# What you should do:
Copy out the records below word for word, from the line containing "Detection task: locate every flower" through the line containing "254;208;267;223", with both of those lines included.

# Data provided:
▬▬▬
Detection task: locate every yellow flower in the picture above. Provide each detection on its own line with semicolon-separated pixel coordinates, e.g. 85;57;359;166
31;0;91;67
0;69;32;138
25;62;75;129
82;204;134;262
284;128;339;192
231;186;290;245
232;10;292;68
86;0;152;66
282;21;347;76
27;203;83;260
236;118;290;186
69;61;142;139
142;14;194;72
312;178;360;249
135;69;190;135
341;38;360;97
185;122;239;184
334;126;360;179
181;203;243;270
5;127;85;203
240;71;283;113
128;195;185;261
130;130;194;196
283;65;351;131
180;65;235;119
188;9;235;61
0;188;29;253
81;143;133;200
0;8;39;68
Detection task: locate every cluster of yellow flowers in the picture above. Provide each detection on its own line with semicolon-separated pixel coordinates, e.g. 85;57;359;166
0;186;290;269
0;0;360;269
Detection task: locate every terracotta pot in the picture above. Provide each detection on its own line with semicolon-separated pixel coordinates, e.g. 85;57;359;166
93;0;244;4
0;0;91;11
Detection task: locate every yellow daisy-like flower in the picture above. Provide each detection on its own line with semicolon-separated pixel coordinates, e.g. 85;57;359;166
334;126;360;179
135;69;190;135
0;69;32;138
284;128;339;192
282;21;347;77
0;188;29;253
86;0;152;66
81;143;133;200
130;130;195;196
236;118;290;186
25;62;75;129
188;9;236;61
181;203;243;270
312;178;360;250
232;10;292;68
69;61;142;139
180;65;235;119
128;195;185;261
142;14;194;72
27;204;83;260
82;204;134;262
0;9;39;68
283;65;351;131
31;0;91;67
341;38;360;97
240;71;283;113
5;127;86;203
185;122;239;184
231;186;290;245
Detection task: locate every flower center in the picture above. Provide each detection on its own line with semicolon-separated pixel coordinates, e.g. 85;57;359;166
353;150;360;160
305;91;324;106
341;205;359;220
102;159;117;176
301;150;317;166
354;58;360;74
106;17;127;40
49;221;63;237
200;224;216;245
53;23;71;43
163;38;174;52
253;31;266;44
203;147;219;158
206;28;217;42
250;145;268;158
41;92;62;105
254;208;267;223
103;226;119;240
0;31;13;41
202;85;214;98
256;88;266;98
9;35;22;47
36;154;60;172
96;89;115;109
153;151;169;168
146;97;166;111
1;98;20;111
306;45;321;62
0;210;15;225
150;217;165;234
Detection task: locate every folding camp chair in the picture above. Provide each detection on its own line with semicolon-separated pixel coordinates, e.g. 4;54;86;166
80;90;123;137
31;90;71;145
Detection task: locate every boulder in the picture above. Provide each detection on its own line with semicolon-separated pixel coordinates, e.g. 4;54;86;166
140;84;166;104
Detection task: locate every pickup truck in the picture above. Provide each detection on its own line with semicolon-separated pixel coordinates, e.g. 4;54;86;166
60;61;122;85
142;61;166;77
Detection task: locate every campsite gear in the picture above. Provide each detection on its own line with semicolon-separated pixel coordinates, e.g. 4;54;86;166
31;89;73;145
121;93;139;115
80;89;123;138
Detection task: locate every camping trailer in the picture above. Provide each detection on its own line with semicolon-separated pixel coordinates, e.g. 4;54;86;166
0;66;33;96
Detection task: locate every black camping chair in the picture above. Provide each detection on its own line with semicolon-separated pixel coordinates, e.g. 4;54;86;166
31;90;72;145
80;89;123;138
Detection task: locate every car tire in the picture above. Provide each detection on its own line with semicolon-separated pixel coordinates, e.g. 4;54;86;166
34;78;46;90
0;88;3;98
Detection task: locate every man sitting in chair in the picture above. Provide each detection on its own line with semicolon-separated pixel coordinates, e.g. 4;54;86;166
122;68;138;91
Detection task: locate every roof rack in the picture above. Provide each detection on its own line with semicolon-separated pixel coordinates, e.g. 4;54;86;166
▬▬▬
# Completed exercise:
Detection task: locate every flower center in the picture above. Provide each detection on its own line with semicolon-separated pixel coordinates, e.g. 85;57;359;166
353;150;360;160
305;91;324;106
341;205;359;220
102;159;117;176
301;150;317;166
354;58;360;74
106;17;127;40
49;221;63;237
200;224;216;245
53;23;71;43
163;38;174;52
253;31;266;44
203;147;219;158
206;28;217;42
250;145;268;158
41;92;62;105
254;208;267;223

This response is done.